PROBLEM DETAILS >>
Return the entire listing, word for word.

DATA FOR THE TASK >>
-- Opening Marker --

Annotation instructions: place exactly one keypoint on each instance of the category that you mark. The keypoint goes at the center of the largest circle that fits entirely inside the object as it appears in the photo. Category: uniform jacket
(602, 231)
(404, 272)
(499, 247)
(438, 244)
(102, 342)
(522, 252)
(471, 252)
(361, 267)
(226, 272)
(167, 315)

-- Closing Marker --

EXERCISE ANSWER >>
Annotation instructions: place exactly one keypoint on each instance of the category that you mark. The keypoint goes at the center of the largest circle that fits entirely inside the object as it appears in the photo. Category: uniform jacket
(602, 231)
(404, 272)
(499, 247)
(438, 244)
(102, 342)
(522, 252)
(471, 252)
(361, 267)
(226, 272)
(167, 315)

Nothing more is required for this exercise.